• Text segment
If you read what I wrote, you will see exactly where the charge comes from. It comes FROM your alternator, through the megafuse wire along the firewall, to the battery(+) out the batter(-) through the chassis, and back to the alternator.

EDIT: actually, to be specific, the electrons travel from negatvie TO positive, but still.. yes.. the wire with the megafuse is what allows the charge to get from the alternator to the battery. Why would they place a fuse on a wire that was irrelevant?
 
The fuse is a fuse, not a diode. It is not a one way flow device. The fuse protects electrical components and wiring when there is a meltdown. In this case, the main protection is if the diodes in the alternator short out, the fuse will blow before it burns up the wire to the battery or starts a fire.

If the maxifuse is blown, the alternator will not charge the battery. The B+ wire that the maxifuse is located in is the main line from the alternator to the battery. The name B+ wire means that it connects to the battery positive post. The other wires to the alternator have to do with controlling the alternator through the integral voltage regulator.

If the fuse is blown, there is a posibility that the alternator has a problem, as fuses seldom fail from old age, but usually from an electrical overload.

• Information given
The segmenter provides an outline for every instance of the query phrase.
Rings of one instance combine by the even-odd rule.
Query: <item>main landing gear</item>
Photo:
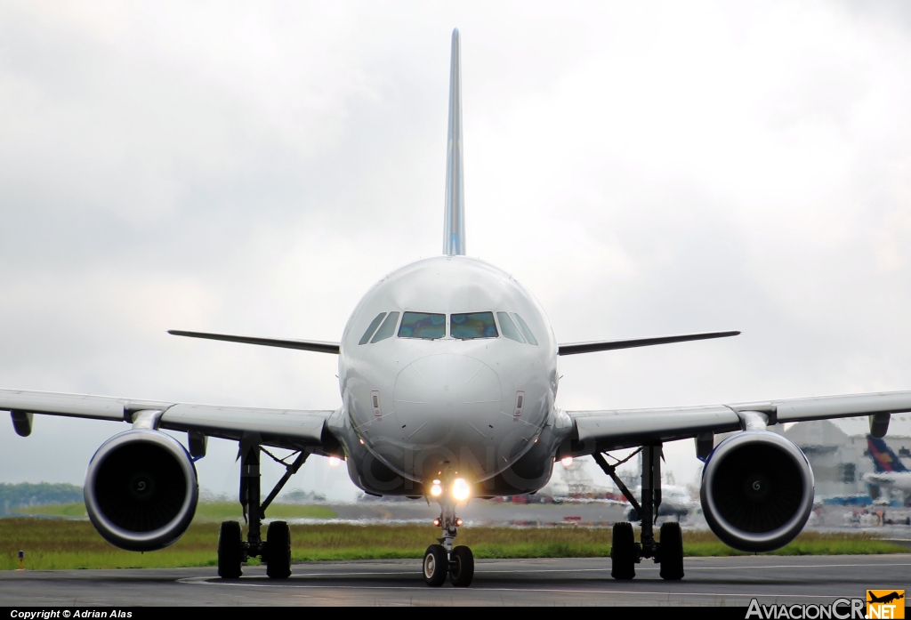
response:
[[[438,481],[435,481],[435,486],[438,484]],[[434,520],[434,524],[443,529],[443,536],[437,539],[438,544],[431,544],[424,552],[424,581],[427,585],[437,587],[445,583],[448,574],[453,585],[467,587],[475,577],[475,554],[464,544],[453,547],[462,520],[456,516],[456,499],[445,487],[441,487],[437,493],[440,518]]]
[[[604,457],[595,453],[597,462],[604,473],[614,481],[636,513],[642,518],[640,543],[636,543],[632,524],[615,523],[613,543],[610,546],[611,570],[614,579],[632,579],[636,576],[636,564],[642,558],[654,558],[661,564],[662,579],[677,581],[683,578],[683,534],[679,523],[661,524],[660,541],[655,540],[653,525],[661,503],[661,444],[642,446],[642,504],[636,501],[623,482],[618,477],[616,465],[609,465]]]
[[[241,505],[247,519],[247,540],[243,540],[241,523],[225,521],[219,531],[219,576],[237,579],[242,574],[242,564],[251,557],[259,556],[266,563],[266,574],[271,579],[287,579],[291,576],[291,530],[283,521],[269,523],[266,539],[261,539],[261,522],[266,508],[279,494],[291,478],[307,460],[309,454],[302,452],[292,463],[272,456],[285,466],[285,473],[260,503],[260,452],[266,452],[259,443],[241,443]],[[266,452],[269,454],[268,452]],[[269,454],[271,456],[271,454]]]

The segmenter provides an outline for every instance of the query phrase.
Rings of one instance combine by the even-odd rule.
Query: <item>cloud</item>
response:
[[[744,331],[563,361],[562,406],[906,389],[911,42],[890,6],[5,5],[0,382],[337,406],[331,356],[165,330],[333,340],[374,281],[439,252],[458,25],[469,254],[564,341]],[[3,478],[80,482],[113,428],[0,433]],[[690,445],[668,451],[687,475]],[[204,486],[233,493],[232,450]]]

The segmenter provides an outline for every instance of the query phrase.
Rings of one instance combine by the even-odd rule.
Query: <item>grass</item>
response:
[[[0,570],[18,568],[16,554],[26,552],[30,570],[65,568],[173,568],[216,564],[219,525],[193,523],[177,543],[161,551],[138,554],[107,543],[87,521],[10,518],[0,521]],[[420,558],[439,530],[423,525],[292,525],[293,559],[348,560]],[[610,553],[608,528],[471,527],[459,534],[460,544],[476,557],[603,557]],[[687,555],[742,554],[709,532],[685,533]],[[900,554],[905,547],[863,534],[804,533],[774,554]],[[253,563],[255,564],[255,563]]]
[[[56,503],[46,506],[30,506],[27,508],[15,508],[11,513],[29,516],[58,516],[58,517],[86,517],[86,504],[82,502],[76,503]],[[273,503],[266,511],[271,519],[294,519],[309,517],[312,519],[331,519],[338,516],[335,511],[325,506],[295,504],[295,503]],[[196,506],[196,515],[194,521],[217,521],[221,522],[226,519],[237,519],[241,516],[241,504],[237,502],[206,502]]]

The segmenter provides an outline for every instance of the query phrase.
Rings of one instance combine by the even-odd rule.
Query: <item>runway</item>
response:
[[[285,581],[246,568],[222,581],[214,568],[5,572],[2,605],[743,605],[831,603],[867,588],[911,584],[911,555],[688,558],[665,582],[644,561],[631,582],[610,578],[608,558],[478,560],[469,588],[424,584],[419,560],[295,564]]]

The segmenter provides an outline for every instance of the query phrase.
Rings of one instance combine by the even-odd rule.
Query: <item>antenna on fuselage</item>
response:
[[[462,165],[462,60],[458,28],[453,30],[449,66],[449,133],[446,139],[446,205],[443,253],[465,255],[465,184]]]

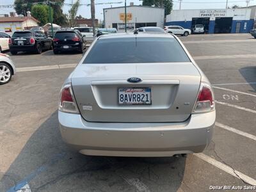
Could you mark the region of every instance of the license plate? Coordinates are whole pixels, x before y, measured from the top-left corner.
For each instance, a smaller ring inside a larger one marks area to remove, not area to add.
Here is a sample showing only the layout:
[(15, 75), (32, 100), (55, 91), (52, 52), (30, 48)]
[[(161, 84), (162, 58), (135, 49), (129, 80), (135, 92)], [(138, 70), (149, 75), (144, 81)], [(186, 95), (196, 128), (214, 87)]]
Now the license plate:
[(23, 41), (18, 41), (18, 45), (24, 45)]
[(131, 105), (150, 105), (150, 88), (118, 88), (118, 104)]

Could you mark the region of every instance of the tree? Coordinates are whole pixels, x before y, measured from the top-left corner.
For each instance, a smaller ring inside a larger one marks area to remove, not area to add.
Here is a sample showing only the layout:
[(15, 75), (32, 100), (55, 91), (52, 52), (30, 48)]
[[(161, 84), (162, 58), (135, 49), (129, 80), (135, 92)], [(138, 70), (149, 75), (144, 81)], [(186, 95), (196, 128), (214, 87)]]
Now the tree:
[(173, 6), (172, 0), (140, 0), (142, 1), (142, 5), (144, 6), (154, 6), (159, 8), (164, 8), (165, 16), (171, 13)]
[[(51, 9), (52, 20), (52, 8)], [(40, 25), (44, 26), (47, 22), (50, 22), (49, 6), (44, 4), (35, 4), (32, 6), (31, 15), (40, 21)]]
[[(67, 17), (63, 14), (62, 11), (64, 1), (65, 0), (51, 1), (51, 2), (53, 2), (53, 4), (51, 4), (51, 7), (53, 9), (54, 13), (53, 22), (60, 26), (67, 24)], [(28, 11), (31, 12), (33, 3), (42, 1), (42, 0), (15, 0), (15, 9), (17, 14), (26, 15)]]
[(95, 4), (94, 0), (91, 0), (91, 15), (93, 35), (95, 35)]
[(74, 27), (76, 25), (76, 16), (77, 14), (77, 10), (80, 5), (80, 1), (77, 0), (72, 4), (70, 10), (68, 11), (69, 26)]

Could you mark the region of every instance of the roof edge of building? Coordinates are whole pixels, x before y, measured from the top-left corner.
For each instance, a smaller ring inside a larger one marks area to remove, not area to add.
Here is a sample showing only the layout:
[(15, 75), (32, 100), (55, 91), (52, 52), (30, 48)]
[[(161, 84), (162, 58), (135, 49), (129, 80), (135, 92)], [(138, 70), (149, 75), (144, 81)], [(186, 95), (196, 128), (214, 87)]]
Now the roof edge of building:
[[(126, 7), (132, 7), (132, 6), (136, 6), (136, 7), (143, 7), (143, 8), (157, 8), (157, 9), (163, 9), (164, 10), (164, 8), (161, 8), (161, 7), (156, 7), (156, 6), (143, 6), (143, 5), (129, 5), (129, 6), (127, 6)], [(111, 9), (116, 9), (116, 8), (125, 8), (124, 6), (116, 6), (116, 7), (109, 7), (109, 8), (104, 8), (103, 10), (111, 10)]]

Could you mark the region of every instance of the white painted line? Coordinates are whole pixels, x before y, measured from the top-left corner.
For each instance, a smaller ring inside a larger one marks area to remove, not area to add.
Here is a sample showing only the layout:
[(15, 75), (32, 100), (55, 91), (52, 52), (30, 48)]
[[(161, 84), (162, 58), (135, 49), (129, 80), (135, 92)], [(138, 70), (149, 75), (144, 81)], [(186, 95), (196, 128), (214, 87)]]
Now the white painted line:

• Given request
Update the alternator fuse text between "The fuse is a" and "an electrical overload.", inclusive, by replacing "maxifuse" with "main fuse". The records are separate material and have nothing to do with the alternator fuse text.

• Result below
The fuse is a fuse, not a diode. It is not a one way flow device. The fuse protects electrical components and wiring when there is a meltdown. In this case, the main protection is if the diodes in the alternator short out, the fuse will blow before it burns up the wire to the battery or starts a fire.

If the main fuse is blown, the alternator will not charge the battery. The B+ wire that the main fuse is located in is the main line from the alternator to the battery. The name B+ wire means that it connects to the battery positive post. The other wires to the alternator have to do with controlling the alternator through the integral voltage regulator.

If the fuse is blown, there is a posibility that the alternator has a problem, as fuses seldom fail from old age, but usually from an electrical overload.